Dataset entries:
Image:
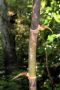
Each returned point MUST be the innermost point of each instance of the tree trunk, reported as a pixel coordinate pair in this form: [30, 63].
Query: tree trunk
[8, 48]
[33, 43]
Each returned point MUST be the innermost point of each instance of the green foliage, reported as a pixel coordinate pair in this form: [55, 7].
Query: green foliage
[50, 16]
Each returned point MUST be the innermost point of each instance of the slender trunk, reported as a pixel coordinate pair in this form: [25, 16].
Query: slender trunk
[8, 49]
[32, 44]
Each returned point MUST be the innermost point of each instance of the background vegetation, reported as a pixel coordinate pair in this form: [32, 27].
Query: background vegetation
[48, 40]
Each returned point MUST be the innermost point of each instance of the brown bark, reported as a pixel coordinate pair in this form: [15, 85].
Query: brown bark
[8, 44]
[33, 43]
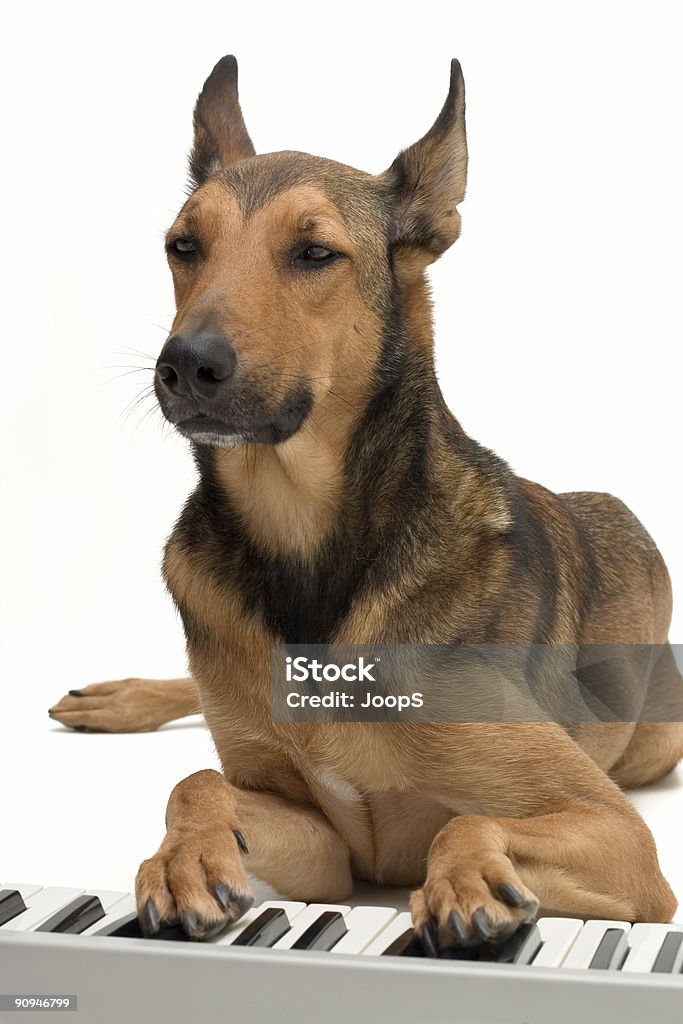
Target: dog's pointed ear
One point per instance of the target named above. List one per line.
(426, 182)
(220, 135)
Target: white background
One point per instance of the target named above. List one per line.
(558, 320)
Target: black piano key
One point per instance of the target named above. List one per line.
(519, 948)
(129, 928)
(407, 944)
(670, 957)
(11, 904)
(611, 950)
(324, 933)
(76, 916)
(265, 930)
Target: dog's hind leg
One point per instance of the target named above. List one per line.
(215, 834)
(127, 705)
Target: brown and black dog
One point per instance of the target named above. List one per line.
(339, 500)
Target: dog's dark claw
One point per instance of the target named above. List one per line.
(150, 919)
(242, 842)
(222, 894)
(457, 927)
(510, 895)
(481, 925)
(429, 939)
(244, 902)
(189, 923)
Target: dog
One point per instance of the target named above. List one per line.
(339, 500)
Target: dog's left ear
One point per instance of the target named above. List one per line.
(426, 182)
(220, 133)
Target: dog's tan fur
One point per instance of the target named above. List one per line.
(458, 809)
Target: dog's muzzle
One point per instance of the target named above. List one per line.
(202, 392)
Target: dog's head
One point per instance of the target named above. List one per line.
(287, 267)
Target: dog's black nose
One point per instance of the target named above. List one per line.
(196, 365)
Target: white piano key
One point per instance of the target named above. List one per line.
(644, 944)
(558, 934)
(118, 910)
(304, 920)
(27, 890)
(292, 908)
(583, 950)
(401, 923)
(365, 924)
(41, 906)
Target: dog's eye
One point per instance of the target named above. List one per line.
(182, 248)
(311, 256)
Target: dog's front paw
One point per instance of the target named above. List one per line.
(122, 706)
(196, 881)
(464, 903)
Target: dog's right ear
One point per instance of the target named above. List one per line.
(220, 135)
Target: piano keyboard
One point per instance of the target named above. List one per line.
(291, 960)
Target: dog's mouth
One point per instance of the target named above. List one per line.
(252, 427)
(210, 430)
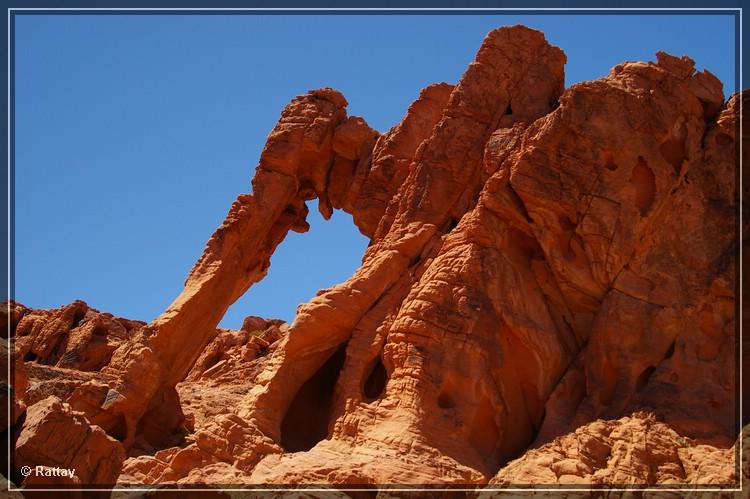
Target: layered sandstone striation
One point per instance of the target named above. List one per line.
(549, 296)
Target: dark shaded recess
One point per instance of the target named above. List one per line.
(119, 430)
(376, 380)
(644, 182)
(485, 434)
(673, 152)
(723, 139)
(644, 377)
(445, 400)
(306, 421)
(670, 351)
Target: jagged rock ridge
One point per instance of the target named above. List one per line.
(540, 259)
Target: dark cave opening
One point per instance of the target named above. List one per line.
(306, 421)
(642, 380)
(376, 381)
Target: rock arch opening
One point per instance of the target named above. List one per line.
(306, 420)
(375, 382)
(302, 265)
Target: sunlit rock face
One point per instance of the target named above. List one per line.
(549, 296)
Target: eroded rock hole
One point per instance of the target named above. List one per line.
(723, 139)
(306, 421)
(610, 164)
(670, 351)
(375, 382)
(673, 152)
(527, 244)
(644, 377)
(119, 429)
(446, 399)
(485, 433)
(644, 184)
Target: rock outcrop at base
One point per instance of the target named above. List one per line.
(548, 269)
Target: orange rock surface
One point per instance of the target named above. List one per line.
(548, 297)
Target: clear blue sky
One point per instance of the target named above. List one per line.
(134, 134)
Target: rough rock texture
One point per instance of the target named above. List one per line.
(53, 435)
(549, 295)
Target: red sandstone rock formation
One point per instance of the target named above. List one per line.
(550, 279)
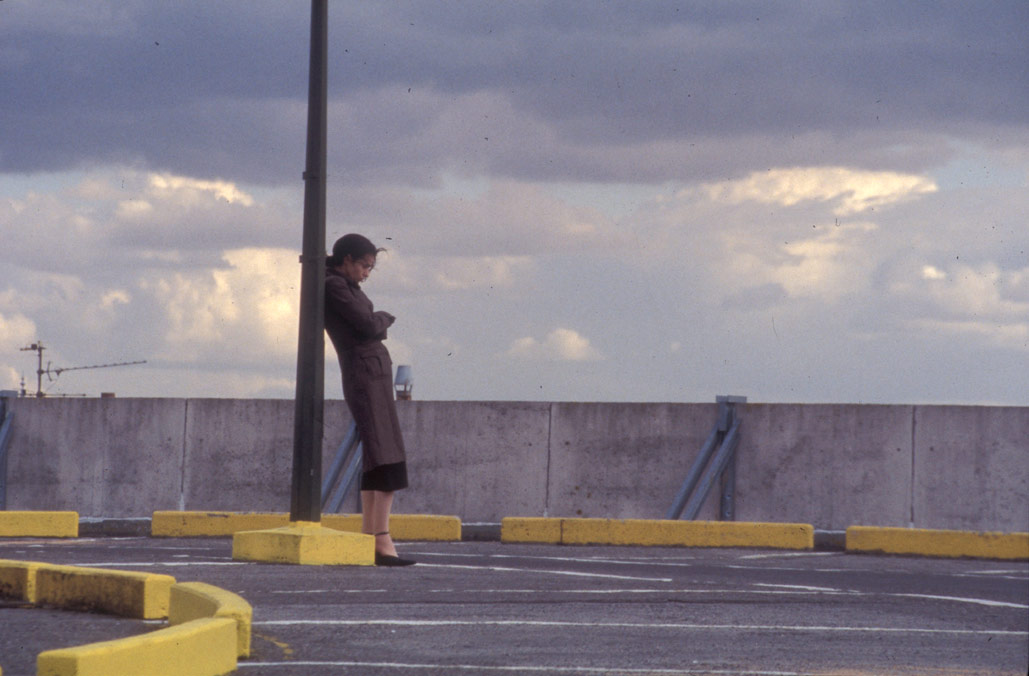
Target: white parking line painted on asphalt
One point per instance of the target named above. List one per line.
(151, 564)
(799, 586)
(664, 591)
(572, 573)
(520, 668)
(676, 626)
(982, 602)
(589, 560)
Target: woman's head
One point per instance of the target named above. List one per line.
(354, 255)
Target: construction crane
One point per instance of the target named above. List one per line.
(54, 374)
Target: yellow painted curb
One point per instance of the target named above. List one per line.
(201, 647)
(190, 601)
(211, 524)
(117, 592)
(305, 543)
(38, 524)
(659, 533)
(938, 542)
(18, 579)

**Challenge:**
Copy every line of the items above word for word, skipping only the pictures.

**Full response:**
Image:
Each returned point MUST be the innermost point of each instance of the tree trunk, reported as a pixel coordinate pair in this form: [30, 63].
Query: tree trunk
[8, 48]
[33, 43]
Each returned point MUST be the innermost point of each instance of the green foliage, reported as a pixel coordinate pair in this form: [55, 7].
Query: green foliage
[50, 16]
Each returned point MUST be the innermost point of each instance of the slender trunk, reported as a pixel coordinate pair in this form: [25, 16].
Query: slender trunk
[8, 49]
[32, 44]
Each returned point MUST be the innermost point of each instance of the background vegetation, reported as a pixel coordinate pair in this form: [32, 27].
Query: background vegetation
[48, 40]
Each returned point MUST be the innermost point of each instance of the brown bark, reported as a pixel coordinate pair in this form: [15, 85].
Query: brown bark
[8, 44]
[33, 43]
Target: dog's pointed ear
One point per instance of the target named above. List one per line.
(426, 182)
(220, 135)
Target: white background
One point per instance of the target named above. List one per line.
(558, 320)
Target: black piano key
One point per instance of the target named above. List one per line.
(519, 948)
(129, 928)
(407, 944)
(670, 957)
(11, 904)
(611, 950)
(324, 933)
(76, 916)
(265, 930)
Target: dog's hind leg
One point per instance of the target named above. List one per line.
(215, 834)
(127, 705)
Target: brown and black dog
One point per instance of the target named above. List one per line.
(339, 500)
Target: dog's dark claw
One point per instance of the target named above. List one per line.
(150, 919)
(242, 842)
(222, 894)
(457, 927)
(510, 895)
(481, 925)
(429, 939)
(244, 902)
(189, 923)
Target: dog
One point per instance of the target named above. List one per line.
(339, 500)
Target: dog's left ear
One point per instance of the target named above. List one per line.
(426, 182)
(220, 133)
Target: dog's tan fur
One point per instance of the target named above. List one per line.
(458, 809)
Target: dog's muzzle
One point per instance of the target named above. List one per line.
(202, 392)
Target: dog's head
One point per instance of the target named above. List one per line.
(287, 267)
Target: dog's black nose
One point per instance of the target named above. List one per line.
(196, 365)
Target: white piano key
One point per instance of the target named above. List one per line.
(644, 944)
(558, 934)
(118, 910)
(304, 920)
(27, 890)
(292, 908)
(583, 950)
(401, 923)
(365, 924)
(41, 906)
Target: dog's eye
One point per instance of the target named above. List one per line.
(182, 248)
(311, 256)
Target: dog's front paw
One point per instance of the target named above. List one per line.
(122, 706)
(196, 881)
(464, 903)
Target: dog's right ear
One point per instance of the target named above. List one per line.
(220, 135)
Target: piano keyboard
One point per instance of the target named above. List one per line.
(291, 960)
Target: dog's mouth
One point per instance of the target named above. List one per line.
(252, 427)
(210, 430)
Target: layered sandstone striation
One point per instance of the target named above. List one per line.
(549, 296)
Target: dark shaded recess
One point per instance of the target named above. List one per line.
(119, 430)
(376, 380)
(644, 182)
(485, 434)
(673, 152)
(723, 139)
(644, 377)
(445, 400)
(306, 421)
(670, 351)
Target: jagged rock ridge
One point per instance of the target named above. List one per line.
(540, 259)
Target: dark cave opening
One point per instance of the target named above. List one per line.
(306, 421)
(642, 380)
(376, 381)
Target: rock arch opening
One point per instance of the target named above. List one per line.
(306, 420)
(375, 382)
(302, 265)
Target: sunlit rock face
One point per instance of the target named above. List one per line.
(549, 296)
Target: eroded rock hole
One point per instance of the target named above. List one per line.
(723, 139)
(306, 421)
(610, 164)
(670, 351)
(375, 382)
(673, 152)
(527, 244)
(644, 377)
(119, 429)
(446, 399)
(485, 433)
(644, 184)
Target: rock outcrop at base
One point per instance of the target named above. List one per line.
(548, 269)
Target: orange rock surface
One point per instance of the target named above. List one per line.
(548, 297)
Target: clear blue sky
One point per instance of the target named above. List one per line.
(134, 134)
Target: rough rock texture
One point per instance of the target named above. List one per line.
(53, 435)
(549, 295)
Target: red sandstone rock formation
One point per instance of the target named above. List one per line.
(550, 279)
Target: white parking line painted on asphalt
One point per instance of the target named above. List one per line.
(151, 564)
(799, 586)
(664, 591)
(572, 573)
(520, 668)
(676, 626)
(982, 602)
(589, 560)
Target: woman's head
One point per instance of the target named above. List one per line.
(354, 255)
Target: construction crane
One point per instance of the target named above. List one per line.
(54, 374)
Target: yellow painted curb
One point per instance of the target named above. List one per line.
(201, 647)
(190, 601)
(211, 524)
(117, 592)
(305, 543)
(38, 524)
(659, 533)
(938, 542)
(18, 579)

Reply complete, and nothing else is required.